» Trecho selecionado
──────────

Dois meses depois, aconteceu novamente. Ele foi coagido a pagar 50.000 rublos (4.300 reais) a seus agressores e diz que foi estuprado na tentativa de mantê-lo quieto sobre isso. Segundo contou seu abuso na prisão foi filmada. Música era tocada a todo volume durante os episódios de tortura, diz Makarov, para disfarçar os gritos. Os presos sabem que as imagens humilhantes podem ser compartilhadas com toda a prisão se não cumprirem as exigências.
Os torturadores eram outros presos, que -Makarov e outros estão certos- agiram sob as instruções dos chefes da prisão. Os prisioneiros que cometem os abusos são, em regra, aqueles que foram condenados por crimes violentos e, portanto, estão cumprindo longas sentenças. Como tal, eles estão interessados em agradar as autoridades para receberem tratamento melhor. Esses prisioneiros são conhecidos como "pressovschiki".

──────────

» Dados fornecidos
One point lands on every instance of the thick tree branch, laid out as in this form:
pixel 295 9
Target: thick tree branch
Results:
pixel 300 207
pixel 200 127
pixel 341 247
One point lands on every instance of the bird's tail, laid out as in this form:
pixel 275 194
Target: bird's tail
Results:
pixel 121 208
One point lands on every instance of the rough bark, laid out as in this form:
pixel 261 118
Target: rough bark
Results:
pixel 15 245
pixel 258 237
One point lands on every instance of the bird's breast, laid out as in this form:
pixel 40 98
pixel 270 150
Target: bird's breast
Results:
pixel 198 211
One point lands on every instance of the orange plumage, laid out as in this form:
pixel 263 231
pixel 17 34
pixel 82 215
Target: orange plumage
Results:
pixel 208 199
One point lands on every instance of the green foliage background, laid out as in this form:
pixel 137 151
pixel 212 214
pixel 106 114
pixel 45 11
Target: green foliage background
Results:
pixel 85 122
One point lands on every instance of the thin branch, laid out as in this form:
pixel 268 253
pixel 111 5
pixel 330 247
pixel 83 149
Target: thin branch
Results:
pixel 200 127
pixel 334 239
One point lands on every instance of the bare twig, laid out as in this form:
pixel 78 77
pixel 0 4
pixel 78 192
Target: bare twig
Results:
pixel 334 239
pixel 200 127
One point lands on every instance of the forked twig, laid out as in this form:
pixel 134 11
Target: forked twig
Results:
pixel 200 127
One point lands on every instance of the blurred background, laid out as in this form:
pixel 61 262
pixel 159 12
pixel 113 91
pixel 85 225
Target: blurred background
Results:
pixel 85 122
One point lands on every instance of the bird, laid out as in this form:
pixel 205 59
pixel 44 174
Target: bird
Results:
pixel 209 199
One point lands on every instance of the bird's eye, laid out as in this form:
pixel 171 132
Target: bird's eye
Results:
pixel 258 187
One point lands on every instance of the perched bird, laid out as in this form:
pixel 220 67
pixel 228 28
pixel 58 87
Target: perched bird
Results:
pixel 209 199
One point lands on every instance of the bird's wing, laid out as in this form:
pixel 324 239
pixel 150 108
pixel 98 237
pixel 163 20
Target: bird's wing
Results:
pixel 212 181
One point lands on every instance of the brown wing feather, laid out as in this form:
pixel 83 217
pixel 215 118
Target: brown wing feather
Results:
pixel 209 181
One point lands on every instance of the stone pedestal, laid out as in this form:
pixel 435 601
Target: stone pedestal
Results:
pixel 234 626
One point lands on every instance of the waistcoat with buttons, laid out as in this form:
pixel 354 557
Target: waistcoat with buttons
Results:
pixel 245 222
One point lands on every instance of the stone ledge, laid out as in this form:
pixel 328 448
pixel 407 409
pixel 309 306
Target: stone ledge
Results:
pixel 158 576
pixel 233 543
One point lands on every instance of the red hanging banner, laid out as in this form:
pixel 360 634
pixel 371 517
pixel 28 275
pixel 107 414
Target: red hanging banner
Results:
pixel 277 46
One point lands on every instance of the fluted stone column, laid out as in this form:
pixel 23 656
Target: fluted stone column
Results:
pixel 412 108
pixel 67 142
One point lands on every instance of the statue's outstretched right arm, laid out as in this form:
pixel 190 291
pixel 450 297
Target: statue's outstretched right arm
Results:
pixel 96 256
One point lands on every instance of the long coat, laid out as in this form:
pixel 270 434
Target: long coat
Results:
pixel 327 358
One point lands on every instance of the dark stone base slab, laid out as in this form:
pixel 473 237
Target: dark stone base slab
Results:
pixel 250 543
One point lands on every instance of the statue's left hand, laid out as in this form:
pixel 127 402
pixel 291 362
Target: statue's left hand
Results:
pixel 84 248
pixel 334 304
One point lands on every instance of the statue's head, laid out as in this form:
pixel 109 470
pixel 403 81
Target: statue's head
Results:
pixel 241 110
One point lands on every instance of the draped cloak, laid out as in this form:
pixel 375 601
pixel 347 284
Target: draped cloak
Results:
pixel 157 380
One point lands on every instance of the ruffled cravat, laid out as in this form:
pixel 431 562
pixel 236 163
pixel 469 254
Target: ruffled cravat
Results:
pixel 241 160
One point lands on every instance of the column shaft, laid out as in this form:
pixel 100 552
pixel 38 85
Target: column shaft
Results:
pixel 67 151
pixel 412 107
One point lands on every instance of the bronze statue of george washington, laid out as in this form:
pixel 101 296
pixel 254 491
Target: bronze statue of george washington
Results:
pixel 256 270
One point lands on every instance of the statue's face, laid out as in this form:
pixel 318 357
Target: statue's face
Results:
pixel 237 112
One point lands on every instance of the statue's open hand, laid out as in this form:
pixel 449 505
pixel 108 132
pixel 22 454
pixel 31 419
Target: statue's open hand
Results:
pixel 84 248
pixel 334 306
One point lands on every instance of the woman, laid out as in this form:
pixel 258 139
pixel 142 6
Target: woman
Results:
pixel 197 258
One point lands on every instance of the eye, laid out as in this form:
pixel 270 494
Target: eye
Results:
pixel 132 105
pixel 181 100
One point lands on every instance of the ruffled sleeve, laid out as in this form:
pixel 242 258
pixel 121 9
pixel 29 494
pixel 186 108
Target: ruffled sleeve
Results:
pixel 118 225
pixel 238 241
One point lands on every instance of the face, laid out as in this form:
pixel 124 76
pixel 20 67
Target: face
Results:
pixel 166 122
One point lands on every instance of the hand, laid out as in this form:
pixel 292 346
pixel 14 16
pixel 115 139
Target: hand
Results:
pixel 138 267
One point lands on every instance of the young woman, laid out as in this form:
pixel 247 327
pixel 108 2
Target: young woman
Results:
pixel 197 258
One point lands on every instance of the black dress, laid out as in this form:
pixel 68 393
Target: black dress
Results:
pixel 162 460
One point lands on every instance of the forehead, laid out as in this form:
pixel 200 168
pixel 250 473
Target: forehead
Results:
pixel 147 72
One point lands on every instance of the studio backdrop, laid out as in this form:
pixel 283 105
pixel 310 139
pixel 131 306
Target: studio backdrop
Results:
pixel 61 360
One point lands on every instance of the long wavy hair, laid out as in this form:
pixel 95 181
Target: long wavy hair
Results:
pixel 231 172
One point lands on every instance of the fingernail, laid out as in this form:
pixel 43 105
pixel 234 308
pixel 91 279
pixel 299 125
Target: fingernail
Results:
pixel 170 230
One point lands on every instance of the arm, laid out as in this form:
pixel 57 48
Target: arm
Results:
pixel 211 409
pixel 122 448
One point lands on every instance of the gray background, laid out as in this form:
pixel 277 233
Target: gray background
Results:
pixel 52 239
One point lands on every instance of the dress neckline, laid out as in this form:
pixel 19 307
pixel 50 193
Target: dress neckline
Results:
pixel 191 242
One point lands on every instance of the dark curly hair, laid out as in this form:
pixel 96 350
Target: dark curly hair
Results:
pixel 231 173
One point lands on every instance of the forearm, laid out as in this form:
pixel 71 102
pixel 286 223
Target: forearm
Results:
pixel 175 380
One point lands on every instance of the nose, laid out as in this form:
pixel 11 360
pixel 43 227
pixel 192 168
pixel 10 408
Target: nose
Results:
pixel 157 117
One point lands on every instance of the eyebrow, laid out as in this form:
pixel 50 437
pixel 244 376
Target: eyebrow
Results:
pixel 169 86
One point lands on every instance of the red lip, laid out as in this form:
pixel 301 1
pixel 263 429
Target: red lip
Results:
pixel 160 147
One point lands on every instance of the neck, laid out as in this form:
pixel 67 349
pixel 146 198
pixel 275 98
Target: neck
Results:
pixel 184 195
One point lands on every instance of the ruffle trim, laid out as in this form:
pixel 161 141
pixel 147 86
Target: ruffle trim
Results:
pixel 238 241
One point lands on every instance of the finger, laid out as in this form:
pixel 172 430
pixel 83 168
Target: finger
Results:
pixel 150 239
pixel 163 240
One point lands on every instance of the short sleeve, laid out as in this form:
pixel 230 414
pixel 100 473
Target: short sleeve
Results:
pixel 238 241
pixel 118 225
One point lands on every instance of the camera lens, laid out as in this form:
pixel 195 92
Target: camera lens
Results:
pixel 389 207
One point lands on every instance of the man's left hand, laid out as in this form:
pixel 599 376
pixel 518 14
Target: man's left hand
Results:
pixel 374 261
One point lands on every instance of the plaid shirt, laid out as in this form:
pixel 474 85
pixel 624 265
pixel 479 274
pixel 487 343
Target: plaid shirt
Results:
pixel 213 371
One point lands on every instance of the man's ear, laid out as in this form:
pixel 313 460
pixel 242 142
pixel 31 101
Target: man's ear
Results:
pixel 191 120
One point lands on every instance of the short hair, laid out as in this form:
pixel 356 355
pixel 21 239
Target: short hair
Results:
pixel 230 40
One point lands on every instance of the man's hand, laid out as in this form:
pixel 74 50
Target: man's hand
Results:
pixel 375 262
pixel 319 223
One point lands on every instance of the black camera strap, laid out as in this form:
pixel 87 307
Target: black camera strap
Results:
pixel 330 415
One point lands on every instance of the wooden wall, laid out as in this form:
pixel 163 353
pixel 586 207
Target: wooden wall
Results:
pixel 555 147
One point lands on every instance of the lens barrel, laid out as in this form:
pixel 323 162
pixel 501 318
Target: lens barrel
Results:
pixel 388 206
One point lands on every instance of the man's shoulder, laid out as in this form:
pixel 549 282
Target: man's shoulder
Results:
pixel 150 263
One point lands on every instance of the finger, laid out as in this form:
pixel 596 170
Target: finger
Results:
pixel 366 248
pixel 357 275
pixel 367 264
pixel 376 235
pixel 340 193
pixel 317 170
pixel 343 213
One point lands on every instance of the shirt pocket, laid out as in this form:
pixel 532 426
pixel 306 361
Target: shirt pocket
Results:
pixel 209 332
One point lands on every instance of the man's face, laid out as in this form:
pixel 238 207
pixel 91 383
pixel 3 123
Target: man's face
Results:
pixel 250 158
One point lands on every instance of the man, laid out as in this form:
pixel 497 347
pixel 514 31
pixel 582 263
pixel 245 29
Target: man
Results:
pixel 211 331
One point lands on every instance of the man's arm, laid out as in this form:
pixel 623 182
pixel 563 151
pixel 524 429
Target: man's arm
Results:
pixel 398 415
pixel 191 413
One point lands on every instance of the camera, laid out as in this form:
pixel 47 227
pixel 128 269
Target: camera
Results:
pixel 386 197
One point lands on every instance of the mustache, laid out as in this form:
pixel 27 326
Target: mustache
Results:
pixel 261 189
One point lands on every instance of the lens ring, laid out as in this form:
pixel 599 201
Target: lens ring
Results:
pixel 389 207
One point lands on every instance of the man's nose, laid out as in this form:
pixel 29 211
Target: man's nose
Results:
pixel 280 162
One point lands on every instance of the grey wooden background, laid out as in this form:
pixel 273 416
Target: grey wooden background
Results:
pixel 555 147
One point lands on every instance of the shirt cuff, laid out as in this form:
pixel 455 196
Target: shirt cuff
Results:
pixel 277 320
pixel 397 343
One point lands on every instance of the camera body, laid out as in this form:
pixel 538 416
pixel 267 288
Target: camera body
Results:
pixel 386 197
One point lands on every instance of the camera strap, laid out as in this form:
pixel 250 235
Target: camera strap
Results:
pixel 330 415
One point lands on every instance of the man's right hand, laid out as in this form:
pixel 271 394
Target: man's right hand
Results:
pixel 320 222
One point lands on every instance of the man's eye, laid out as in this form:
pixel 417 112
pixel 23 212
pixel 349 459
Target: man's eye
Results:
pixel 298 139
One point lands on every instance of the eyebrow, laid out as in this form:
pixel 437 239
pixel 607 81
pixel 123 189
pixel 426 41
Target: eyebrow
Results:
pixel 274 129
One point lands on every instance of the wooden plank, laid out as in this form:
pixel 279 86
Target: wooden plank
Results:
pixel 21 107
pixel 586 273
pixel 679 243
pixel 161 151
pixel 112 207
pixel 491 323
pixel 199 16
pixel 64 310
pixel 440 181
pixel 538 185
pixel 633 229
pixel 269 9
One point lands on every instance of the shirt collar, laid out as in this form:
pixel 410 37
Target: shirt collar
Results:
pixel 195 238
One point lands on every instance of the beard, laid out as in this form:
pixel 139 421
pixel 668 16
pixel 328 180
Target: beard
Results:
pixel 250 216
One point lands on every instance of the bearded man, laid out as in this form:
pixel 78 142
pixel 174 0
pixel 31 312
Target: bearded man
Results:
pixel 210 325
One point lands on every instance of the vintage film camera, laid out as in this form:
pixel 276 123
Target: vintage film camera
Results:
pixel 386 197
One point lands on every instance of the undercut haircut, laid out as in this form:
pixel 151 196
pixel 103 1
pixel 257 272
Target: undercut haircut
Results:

──────────

» Conjunto de tarefas
A) Segundo o trecho sobre a tortura na prisão, como são conhecidos os prisioneiros que cometem os abusos?
B) Prossiga com o trecho sobre a tortura na prisão a partir do ponto em que ele termina.
As entradas são um material à parte, independente do trecho.

» Resultados esperados
A) São conhecidos como "pressovschiki".

B)
Após o vazamento das provas, seis pressovschiki foram transladados a prisões de segurança máxima, mas negaram estar envolvidos. Dois meses depois, o diretor do hospital prisional de Saratov e seu vice também foram presos, mas ambos negaram qualquer ligação com os abusos mostrados nos vídeos.
No entanto, o maior escândalo de tortura no país até hoje ocorreu na região siberiana de Irkutsk. Após um protesto na primavera de 2020 na Prisão 15 em Angarsk, perto da cidade de Irkutsk, as autoridades enviaram o esquadrão de choque. Centenas de prisioneiros foram detidos e levados para dois centros de detenção onde agentes penitenciários esperavam com pressovschiki.
Um dos que diz ter sido torturado no centro, Denis Pokusaev, que cumpria uma pena de três anos por fraude, diz que os funcionários da prisão foram claros sobre o motivo de serem punidos.
- "Eles me disseram: 'Você acha que nós nos importamos se você é culpado ou não? Você veio de um motim - então você vai ser responsabilizado por isso.'"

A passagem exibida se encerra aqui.